>> Begin

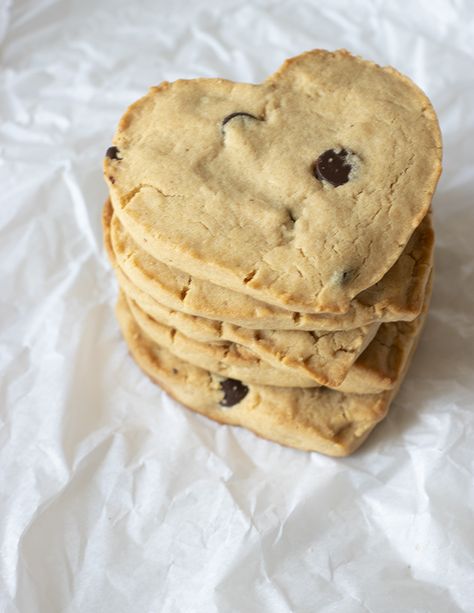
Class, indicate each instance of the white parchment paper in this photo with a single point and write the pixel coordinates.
(115, 499)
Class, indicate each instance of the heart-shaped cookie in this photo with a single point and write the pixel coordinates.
(301, 191)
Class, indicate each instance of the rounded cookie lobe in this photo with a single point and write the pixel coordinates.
(248, 181)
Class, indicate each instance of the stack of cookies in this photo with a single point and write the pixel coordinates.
(273, 244)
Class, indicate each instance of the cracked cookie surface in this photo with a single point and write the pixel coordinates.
(241, 205)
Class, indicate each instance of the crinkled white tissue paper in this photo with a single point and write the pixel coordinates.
(113, 498)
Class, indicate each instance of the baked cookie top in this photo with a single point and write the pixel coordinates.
(301, 191)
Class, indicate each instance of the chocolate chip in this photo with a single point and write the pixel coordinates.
(234, 392)
(333, 167)
(347, 276)
(239, 114)
(113, 153)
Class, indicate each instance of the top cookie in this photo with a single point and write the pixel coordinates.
(301, 191)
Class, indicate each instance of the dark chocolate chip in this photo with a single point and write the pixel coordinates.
(333, 167)
(234, 392)
(239, 114)
(113, 153)
(347, 276)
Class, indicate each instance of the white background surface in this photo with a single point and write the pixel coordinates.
(112, 497)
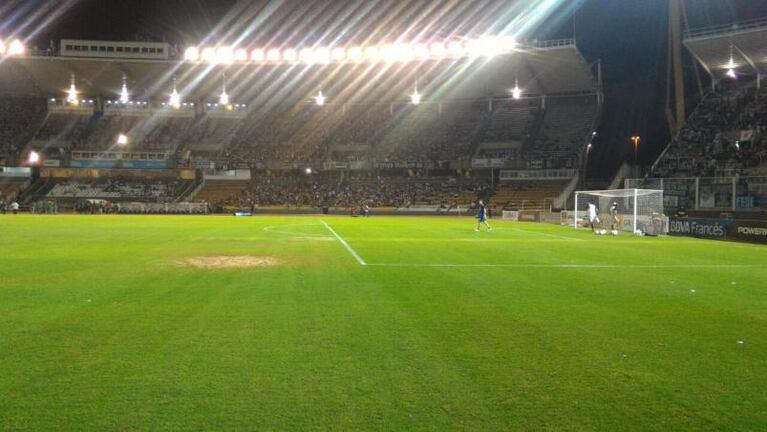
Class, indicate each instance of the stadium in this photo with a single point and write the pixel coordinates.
(383, 215)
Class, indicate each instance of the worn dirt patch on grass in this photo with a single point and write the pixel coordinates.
(227, 262)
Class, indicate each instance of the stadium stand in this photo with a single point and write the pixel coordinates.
(373, 146)
(727, 134)
(21, 117)
(120, 189)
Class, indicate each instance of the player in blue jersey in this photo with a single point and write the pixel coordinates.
(482, 216)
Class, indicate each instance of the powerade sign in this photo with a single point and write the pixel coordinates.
(701, 228)
(747, 230)
(720, 229)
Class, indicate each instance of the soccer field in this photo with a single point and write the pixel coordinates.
(383, 323)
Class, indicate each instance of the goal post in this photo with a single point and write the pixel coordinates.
(638, 210)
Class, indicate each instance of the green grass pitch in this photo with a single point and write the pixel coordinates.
(529, 327)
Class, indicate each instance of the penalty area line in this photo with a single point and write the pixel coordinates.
(575, 266)
(345, 244)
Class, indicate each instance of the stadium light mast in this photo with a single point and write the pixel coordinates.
(223, 99)
(415, 98)
(72, 92)
(320, 98)
(122, 139)
(636, 140)
(675, 119)
(175, 98)
(731, 66)
(124, 91)
(516, 92)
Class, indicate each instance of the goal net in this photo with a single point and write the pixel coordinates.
(637, 210)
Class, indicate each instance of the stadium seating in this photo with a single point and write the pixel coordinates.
(20, 118)
(527, 195)
(116, 189)
(726, 135)
(221, 191)
(566, 125)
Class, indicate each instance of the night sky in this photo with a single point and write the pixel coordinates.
(628, 36)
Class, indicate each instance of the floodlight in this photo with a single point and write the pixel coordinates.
(241, 55)
(371, 54)
(307, 56)
(16, 48)
(72, 92)
(124, 92)
(192, 54)
(224, 55)
(208, 54)
(355, 54)
(175, 99)
(290, 55)
(257, 55)
(273, 55)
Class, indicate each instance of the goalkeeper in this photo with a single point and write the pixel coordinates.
(614, 220)
(594, 217)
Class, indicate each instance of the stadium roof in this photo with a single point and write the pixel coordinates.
(550, 67)
(740, 47)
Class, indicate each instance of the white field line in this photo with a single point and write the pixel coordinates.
(547, 234)
(276, 229)
(576, 266)
(346, 245)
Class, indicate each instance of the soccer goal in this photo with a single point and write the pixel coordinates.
(638, 211)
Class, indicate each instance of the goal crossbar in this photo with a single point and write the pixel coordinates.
(632, 195)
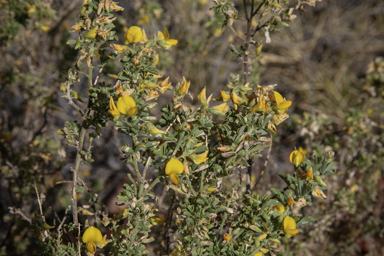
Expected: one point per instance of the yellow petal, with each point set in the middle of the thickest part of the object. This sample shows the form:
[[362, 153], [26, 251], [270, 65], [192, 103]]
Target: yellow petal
[[174, 178], [278, 98], [296, 158], [93, 235], [113, 109], [174, 166], [278, 208], [203, 97], [133, 35]]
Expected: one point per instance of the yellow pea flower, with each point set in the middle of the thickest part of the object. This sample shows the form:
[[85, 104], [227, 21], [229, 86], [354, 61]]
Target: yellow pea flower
[[133, 35], [91, 237], [222, 108], [183, 88], [296, 158], [318, 193], [92, 33], [203, 97], [127, 106], [278, 208], [164, 85], [201, 158], [290, 201], [260, 106], [173, 168], [156, 59], [156, 220], [236, 99], [290, 227], [225, 96], [282, 105], [227, 237], [113, 109], [153, 130], [119, 48], [168, 42], [309, 174]]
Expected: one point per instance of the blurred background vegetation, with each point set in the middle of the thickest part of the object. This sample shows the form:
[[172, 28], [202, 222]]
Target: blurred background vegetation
[[329, 62]]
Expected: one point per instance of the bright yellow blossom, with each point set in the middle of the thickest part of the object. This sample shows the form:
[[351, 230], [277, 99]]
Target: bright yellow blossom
[[236, 99], [127, 106], [296, 158], [133, 35], [278, 208], [227, 237], [153, 130], [290, 201], [173, 168], [91, 237], [164, 85], [222, 108], [113, 109], [290, 227], [168, 42], [309, 174], [203, 97], [91, 33], [318, 193], [282, 105], [182, 89], [201, 158]]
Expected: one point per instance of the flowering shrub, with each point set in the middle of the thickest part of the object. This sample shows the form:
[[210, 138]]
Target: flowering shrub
[[199, 154]]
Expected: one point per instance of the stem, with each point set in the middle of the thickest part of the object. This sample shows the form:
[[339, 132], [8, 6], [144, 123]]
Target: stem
[[75, 176]]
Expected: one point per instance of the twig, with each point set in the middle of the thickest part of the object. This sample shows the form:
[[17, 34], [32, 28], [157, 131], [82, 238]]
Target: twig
[[14, 210], [38, 198], [258, 8], [265, 163]]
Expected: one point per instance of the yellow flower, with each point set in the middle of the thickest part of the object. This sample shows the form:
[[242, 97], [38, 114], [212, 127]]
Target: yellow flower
[[127, 106], [318, 193], [282, 105], [133, 35], [302, 150], [261, 237], [260, 106], [236, 99], [224, 96], [91, 237], [156, 59], [319, 181], [203, 97], [296, 158], [290, 227], [309, 174], [113, 109], [278, 208], [173, 168], [201, 158], [156, 220], [92, 33], [164, 85], [290, 201], [153, 130], [119, 48], [221, 109], [183, 88], [168, 42], [116, 7], [227, 237]]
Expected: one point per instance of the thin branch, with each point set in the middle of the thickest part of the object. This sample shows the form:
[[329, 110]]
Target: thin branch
[[265, 163], [14, 210], [38, 199], [258, 8]]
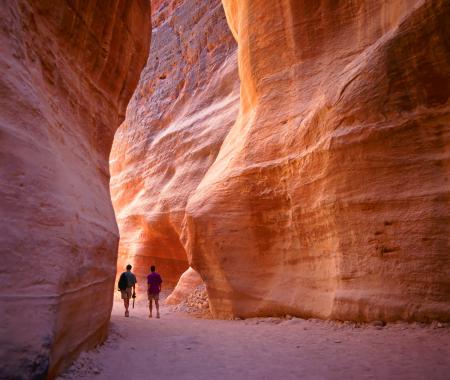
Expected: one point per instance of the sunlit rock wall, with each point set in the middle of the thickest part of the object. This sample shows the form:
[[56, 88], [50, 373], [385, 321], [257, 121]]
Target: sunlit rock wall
[[68, 71], [330, 195], [185, 104]]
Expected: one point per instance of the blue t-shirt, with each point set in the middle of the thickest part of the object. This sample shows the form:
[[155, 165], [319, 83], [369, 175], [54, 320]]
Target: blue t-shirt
[[155, 281]]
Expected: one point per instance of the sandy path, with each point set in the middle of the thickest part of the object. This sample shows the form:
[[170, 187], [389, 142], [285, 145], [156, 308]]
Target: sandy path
[[178, 346]]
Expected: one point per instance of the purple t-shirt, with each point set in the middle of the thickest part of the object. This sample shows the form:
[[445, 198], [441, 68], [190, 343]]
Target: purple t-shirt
[[154, 280]]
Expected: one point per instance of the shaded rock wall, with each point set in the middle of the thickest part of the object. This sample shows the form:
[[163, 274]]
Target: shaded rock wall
[[187, 284], [183, 107], [330, 195], [68, 71]]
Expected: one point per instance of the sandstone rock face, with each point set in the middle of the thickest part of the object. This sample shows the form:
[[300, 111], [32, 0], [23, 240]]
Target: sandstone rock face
[[330, 194], [187, 283], [185, 104], [68, 71]]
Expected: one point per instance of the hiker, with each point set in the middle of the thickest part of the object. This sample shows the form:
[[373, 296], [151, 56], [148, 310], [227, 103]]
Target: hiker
[[154, 282], [127, 289]]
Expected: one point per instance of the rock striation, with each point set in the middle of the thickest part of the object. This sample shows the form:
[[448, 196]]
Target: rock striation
[[327, 193], [329, 196], [68, 71], [185, 104], [187, 284]]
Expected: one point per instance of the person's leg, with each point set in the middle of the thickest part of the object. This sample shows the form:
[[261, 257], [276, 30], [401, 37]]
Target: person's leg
[[126, 301], [150, 306], [157, 307], [127, 305]]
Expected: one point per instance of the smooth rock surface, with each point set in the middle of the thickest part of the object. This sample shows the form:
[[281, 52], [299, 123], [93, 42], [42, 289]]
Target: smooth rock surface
[[68, 71], [184, 105], [330, 195]]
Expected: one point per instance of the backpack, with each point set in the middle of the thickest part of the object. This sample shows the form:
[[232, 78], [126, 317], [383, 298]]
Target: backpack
[[123, 282]]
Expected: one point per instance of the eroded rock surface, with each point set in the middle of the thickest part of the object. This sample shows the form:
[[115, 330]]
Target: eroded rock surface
[[330, 195], [68, 71], [187, 283], [185, 104]]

>> End

• **What is being asked**: Rewrite the lines from the one containing "Expected: one point per instance of the eroded" through the end of the items, changing "eroded rock surface" to "weathered rock surface" and leaving everything else as it is.

• **Worked solution**:
Expected: one point per instance of the weathered rock surface, with each point set in the middle of the thickest part of the object. This sample shows the form:
[[115, 330]]
Target: weathered rock surface
[[330, 195], [68, 71], [187, 283], [185, 104]]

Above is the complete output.